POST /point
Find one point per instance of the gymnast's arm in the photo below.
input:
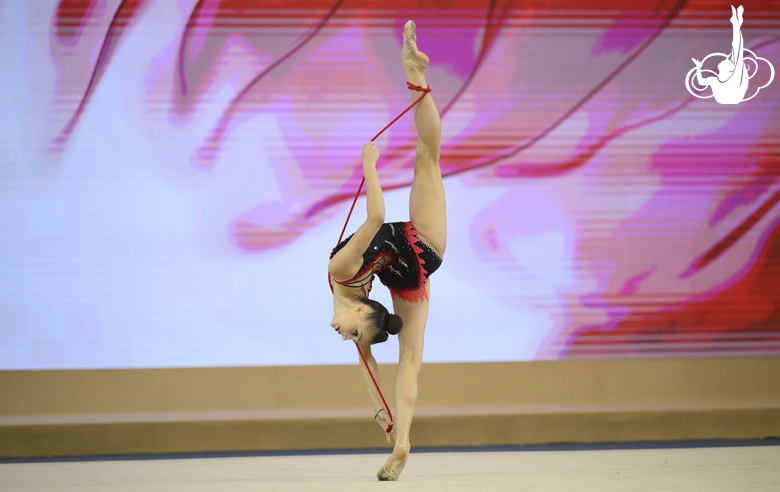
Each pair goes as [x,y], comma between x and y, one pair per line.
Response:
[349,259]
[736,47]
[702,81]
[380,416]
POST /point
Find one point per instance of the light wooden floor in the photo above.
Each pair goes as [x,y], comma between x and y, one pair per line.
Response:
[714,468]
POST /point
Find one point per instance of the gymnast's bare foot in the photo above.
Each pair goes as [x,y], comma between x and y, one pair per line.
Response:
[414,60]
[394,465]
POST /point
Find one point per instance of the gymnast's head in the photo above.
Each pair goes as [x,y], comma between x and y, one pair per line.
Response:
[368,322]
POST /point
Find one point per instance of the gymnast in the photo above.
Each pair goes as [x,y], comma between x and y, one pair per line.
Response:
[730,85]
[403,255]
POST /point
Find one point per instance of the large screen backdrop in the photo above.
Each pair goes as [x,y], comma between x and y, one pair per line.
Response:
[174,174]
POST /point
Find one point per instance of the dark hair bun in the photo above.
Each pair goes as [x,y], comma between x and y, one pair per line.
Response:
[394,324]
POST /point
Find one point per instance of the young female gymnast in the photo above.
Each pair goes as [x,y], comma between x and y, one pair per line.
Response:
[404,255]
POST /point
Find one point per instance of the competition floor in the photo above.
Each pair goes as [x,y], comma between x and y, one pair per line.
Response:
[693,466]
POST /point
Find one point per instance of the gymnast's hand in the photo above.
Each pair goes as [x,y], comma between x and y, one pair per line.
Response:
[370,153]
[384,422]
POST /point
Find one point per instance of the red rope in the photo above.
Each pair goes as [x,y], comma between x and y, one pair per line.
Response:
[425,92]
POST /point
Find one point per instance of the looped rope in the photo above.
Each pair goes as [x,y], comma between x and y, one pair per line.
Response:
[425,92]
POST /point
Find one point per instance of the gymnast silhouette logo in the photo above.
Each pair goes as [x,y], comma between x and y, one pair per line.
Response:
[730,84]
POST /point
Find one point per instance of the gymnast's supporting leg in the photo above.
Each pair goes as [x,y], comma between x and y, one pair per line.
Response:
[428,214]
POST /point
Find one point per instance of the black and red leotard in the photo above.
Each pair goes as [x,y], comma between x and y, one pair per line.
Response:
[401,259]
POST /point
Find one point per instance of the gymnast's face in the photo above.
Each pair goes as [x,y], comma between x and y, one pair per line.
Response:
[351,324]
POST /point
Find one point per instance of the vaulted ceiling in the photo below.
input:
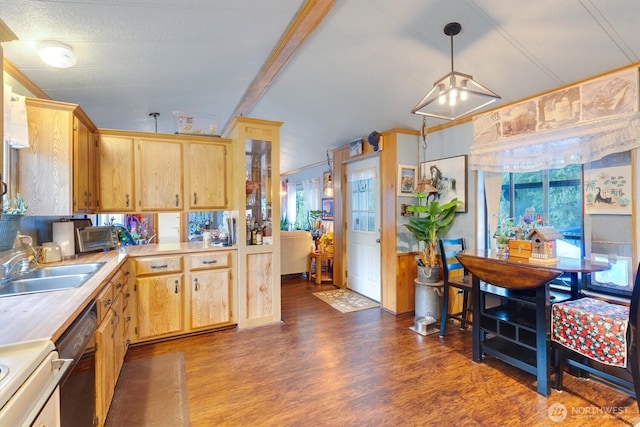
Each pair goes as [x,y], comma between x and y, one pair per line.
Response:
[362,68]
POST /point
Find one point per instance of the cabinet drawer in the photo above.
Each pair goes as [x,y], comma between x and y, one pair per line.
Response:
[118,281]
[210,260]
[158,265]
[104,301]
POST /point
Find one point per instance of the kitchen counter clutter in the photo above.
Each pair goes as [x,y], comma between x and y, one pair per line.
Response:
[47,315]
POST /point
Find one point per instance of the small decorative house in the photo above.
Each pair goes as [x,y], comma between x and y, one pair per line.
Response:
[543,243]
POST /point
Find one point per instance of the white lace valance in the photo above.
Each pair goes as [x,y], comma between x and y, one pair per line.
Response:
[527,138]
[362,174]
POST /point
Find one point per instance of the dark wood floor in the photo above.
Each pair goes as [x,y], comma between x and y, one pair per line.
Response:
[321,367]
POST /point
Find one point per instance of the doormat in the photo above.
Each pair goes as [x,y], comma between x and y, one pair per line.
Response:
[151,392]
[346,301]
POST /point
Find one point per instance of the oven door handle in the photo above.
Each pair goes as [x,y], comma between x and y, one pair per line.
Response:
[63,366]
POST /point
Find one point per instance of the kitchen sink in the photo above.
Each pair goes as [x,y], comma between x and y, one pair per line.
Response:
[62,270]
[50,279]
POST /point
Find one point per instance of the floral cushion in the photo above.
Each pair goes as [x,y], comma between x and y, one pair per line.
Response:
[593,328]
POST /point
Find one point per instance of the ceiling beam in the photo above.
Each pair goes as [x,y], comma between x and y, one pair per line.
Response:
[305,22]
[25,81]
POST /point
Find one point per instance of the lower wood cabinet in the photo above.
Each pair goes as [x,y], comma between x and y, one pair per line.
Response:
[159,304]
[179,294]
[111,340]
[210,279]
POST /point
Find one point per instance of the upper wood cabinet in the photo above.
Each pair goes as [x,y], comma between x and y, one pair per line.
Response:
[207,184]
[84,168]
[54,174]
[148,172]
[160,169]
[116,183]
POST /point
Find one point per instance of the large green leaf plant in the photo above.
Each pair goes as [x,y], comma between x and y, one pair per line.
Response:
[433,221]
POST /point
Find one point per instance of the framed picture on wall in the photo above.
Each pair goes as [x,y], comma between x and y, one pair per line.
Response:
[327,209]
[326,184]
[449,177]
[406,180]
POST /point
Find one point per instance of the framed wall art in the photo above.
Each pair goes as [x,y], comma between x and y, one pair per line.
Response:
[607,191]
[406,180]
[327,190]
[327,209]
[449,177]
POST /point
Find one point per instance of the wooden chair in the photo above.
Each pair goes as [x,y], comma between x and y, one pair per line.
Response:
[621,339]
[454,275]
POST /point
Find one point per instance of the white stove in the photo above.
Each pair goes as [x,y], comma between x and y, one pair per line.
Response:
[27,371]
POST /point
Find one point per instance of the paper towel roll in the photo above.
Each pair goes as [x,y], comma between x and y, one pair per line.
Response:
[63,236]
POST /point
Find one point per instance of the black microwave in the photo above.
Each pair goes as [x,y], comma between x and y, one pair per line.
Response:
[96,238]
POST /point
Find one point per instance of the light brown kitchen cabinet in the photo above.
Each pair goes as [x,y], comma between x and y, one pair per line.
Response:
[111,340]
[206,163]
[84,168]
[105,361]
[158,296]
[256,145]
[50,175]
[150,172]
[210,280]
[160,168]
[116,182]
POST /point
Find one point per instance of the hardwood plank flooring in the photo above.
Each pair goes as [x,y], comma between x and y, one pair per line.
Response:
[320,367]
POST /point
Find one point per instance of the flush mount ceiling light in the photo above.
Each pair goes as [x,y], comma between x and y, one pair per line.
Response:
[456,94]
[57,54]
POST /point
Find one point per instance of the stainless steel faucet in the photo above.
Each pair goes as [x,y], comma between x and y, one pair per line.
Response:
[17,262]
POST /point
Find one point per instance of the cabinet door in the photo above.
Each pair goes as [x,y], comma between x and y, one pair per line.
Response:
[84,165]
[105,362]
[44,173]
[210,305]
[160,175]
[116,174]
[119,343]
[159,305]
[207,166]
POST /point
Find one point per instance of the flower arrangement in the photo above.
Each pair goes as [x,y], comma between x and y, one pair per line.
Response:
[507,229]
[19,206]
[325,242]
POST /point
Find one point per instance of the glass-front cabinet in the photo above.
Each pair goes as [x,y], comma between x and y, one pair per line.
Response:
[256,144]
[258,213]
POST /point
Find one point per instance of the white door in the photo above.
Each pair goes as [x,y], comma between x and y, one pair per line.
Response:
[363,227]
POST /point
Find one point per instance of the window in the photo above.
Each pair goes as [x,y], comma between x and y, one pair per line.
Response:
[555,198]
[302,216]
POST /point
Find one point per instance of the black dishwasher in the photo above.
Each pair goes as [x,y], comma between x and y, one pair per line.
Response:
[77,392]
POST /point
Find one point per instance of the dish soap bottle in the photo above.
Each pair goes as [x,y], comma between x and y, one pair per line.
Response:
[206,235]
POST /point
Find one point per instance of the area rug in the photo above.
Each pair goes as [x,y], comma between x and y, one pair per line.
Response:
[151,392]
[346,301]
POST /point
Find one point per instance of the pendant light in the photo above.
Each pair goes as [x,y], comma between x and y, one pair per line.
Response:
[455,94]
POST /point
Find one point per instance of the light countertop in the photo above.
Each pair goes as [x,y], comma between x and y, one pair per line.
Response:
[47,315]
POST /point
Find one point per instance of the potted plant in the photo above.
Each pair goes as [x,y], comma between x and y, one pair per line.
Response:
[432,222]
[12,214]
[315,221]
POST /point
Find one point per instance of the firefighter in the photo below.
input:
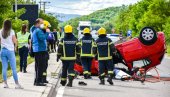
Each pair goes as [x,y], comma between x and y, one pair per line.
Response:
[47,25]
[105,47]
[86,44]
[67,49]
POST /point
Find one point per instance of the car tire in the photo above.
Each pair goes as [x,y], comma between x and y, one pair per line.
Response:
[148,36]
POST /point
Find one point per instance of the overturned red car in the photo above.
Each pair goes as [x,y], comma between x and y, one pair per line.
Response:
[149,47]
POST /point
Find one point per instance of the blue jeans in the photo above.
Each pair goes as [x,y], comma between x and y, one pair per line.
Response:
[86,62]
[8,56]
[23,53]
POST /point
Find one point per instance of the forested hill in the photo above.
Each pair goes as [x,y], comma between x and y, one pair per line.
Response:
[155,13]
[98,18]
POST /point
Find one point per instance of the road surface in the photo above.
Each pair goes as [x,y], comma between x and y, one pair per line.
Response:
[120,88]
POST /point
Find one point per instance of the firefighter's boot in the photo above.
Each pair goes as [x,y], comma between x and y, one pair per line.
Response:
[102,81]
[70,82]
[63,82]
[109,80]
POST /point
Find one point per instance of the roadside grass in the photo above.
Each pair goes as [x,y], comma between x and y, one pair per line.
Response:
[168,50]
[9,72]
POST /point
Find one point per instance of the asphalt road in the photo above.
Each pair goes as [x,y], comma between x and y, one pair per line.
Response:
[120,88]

*****

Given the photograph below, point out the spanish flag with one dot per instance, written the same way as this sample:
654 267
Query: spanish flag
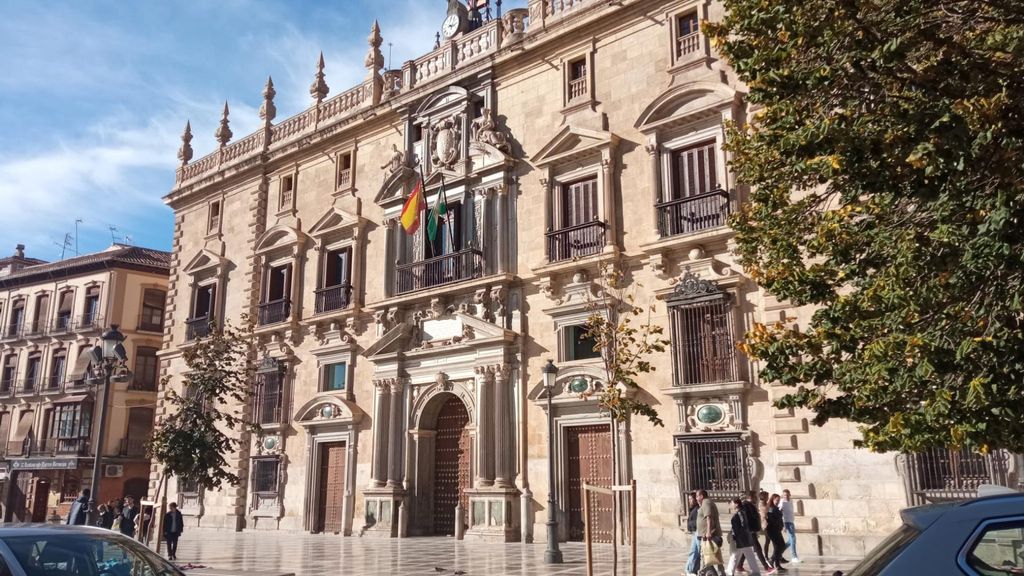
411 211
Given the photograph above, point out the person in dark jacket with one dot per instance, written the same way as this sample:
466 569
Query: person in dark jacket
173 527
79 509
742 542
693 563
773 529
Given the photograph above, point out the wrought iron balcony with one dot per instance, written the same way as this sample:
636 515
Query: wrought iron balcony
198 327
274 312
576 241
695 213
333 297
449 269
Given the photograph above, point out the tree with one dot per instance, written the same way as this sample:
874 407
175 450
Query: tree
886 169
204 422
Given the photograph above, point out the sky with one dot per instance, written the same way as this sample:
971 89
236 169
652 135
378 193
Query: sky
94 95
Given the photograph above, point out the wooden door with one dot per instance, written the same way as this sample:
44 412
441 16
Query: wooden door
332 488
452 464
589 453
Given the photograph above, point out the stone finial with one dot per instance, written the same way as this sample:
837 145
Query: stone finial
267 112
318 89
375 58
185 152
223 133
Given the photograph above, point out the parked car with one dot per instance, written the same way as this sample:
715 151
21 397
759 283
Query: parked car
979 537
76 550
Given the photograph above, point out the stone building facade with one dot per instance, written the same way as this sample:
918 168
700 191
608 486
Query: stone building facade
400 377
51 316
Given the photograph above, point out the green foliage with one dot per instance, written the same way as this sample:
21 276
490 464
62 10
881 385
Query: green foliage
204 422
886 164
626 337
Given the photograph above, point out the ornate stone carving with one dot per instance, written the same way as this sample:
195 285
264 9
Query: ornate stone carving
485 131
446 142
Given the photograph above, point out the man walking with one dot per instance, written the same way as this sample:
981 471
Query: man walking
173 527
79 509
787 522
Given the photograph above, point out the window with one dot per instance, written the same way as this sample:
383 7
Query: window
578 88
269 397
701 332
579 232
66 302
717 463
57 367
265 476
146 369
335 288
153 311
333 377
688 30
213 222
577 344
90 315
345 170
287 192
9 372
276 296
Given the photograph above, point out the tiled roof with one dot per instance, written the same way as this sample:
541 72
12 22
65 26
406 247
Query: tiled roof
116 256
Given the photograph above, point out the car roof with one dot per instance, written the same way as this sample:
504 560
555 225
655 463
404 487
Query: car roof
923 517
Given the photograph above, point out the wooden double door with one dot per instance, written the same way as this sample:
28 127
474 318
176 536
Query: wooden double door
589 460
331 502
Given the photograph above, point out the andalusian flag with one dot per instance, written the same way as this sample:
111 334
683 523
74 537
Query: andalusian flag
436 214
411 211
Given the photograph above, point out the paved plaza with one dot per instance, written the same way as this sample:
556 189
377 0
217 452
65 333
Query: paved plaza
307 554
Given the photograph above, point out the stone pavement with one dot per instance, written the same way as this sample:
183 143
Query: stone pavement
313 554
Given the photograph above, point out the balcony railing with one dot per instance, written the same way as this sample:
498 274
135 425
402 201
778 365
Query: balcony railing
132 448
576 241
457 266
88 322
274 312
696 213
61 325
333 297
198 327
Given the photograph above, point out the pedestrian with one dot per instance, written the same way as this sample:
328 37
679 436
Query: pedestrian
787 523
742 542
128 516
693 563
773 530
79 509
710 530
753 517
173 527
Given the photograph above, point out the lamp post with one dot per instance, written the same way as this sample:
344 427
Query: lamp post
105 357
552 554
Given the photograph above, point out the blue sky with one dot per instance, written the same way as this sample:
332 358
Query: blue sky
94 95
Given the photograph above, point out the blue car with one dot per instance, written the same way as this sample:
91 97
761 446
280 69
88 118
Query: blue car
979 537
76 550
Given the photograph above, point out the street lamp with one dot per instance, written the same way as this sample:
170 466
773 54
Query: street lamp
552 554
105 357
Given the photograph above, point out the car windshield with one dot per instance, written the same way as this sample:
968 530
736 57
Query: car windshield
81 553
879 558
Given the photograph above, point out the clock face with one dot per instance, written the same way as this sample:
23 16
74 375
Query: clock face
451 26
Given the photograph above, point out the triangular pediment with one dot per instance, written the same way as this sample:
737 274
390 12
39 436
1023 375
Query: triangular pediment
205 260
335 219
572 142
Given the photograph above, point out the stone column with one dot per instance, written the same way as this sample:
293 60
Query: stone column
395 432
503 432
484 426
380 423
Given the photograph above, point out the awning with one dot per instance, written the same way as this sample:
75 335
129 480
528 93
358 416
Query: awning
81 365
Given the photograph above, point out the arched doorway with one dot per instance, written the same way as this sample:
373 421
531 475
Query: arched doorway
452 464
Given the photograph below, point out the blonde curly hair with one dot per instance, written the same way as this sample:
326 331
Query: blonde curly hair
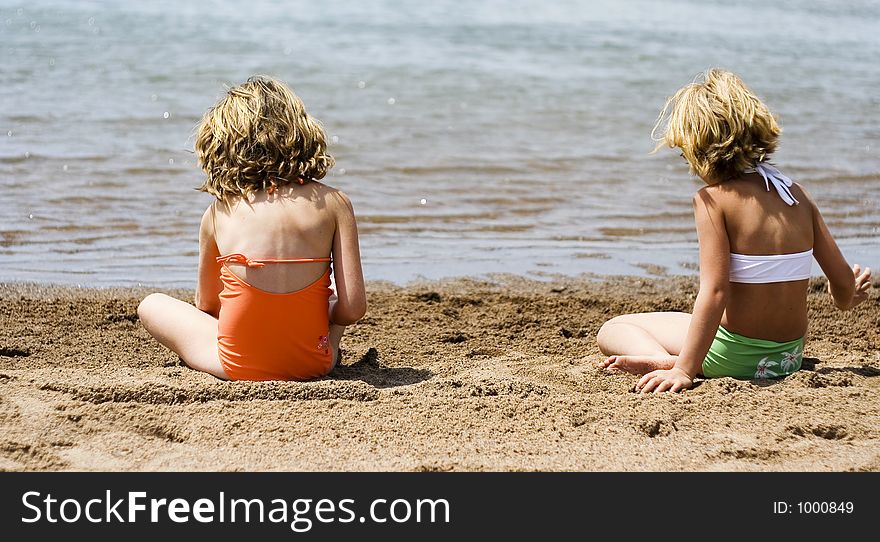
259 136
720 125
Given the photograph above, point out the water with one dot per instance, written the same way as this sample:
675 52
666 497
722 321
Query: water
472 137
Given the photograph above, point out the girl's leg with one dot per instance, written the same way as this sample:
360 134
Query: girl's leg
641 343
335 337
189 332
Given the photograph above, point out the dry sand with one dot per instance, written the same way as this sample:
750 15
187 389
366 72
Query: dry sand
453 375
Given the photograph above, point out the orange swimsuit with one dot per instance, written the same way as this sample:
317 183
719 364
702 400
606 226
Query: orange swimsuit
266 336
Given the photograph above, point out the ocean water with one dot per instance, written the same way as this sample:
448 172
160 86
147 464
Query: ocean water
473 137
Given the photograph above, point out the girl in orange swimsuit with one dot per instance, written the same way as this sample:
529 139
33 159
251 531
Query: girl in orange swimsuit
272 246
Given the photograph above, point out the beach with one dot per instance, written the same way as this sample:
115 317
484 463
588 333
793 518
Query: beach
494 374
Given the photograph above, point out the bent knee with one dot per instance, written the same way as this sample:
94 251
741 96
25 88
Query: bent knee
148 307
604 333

*****

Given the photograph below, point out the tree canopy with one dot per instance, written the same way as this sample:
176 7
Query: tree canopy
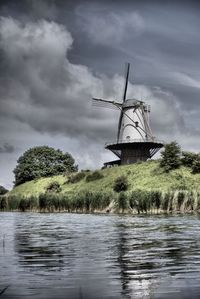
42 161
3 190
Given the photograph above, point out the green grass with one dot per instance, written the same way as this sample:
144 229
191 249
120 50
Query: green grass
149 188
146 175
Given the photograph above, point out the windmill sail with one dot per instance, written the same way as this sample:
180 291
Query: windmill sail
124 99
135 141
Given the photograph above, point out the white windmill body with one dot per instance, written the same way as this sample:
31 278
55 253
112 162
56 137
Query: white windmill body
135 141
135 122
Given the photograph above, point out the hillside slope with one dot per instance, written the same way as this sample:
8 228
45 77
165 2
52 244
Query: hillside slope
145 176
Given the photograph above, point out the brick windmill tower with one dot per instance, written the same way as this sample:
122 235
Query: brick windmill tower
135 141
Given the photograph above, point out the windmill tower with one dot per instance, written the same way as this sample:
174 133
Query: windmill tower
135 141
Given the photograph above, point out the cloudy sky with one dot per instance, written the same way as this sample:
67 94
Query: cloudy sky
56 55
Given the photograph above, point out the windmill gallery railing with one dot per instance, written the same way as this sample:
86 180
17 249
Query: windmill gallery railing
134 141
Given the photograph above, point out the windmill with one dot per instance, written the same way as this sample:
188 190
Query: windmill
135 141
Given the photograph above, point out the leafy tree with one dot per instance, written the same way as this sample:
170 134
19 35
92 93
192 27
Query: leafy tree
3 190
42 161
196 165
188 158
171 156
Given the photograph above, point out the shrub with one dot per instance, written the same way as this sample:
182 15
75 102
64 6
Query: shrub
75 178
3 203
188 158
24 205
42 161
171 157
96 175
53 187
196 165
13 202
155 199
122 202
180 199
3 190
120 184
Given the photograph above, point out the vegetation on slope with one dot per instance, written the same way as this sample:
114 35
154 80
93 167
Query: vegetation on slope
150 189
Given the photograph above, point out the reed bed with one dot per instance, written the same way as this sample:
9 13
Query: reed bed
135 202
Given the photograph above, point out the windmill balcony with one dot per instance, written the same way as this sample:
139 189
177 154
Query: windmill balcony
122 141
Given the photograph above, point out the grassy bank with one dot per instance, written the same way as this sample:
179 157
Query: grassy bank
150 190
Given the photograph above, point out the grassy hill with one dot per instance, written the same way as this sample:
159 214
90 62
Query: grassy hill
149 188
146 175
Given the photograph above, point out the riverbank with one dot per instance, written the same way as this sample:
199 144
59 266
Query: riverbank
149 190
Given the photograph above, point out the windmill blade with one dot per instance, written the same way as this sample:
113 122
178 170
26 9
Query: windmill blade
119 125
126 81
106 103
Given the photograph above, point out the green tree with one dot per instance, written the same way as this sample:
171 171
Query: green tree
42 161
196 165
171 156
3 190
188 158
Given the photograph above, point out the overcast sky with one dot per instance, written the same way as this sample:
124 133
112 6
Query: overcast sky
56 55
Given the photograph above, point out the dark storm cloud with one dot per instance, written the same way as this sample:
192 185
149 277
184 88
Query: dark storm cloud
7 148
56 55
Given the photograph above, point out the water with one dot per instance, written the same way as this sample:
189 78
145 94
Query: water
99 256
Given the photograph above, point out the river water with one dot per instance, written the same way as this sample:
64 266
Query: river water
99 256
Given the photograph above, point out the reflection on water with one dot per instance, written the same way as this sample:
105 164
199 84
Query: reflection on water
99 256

*****

## REQUIRED WORK
Pick out each line in the records above that contains the word "canopy" and copy those lines out in full.

## SOLUTION BELOW
Given the photograph below, point out the tree canopy with one dot per instance, written the same way as this sample:
Query: tree canopy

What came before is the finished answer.